> **Selected excerpt**
⟨
In operation, once a boundary definition is transferred to the
instruction register 52, the intensity function specified is
supplied to the intensity function control for generating intensity
control signals. One half a cycle later it is transferred to the
reject register 66 by enabling the AND gates 160 by the signal SM
which as given in Table 9 responds to cycle B and the flag FL-7
which indicates that a boundary definition is held in the
instruction register 52. By making the signal SM responsive to
cycle B the boundary definition is transferred one half a cycle
after that boundary definition was supplied to the instruction
register 52.
⟩
(Records from a point-labeling set)
⟨
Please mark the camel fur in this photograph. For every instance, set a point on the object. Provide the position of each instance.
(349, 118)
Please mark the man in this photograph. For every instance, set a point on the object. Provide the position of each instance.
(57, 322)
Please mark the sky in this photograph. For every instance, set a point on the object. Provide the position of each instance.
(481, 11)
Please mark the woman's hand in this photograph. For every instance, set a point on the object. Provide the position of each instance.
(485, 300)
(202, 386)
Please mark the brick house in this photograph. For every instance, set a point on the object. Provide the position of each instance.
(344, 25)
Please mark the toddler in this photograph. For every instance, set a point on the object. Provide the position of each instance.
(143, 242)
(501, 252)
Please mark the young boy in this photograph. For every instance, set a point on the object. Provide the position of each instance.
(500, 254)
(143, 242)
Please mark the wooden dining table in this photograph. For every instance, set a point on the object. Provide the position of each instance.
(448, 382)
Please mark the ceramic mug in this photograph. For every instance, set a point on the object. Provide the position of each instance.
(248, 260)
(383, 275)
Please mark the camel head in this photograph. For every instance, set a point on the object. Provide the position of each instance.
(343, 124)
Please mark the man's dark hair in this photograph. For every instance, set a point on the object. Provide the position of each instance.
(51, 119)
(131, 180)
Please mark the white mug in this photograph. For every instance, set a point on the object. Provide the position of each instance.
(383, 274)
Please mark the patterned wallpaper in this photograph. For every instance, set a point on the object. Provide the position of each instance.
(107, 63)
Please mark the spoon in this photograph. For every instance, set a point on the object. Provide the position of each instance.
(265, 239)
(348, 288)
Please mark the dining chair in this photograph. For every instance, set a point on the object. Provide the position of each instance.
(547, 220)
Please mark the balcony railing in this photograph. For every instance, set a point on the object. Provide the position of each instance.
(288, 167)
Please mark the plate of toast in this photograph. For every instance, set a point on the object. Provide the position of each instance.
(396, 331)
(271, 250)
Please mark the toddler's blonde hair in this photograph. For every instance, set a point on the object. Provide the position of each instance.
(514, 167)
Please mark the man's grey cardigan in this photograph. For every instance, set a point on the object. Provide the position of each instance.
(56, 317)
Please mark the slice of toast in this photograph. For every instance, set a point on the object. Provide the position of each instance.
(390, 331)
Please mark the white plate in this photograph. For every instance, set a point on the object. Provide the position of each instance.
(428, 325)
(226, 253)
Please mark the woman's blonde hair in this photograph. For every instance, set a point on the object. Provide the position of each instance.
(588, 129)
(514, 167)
⟩
> **Exercise aim**
Carry on the passage about transferring boundary definitions, starting right after its last sentence. The lines were taken from a different source than the passage about transferring boundary definitions.

> **Written reply**
The boundary definition now in the reject register 66 is tested to
see if the bounded area to which it pertains has been completed by
checking if Yc is equal to zero in the decision block 184. If it is
zero then that boundary does not appear in any other scan lines and
nothing further is done with that boundary definition which will be
discarded when the next boundary definition supplies to the reject
register 66 overwrites it. If Yc is not equal to zero then the
decision block 184 has an output signal YNZ which indicates that
the boundary definition should be updated and stored for future
use. This is done by providing the signal SN which is dependent on
the existence of the signal YNZ, the cycle B clock signal and the
existence of a boundary definition in the reject register 66 as
indicated by the flag FL-8 having an output signal. The signal SN
enables the AND gates 162, 164, 166, 168, 174, 180 and 182 to pass
the updated boundary definition to the store register 70 and set
the flag FL-9 associated with the store register 70. In the update
processor 68 the values of the instructions M, .DELTA.X/ .DELTA. Y,
dI/dY and dI/dX do not change and are therefore passed directly
through to the store register 70.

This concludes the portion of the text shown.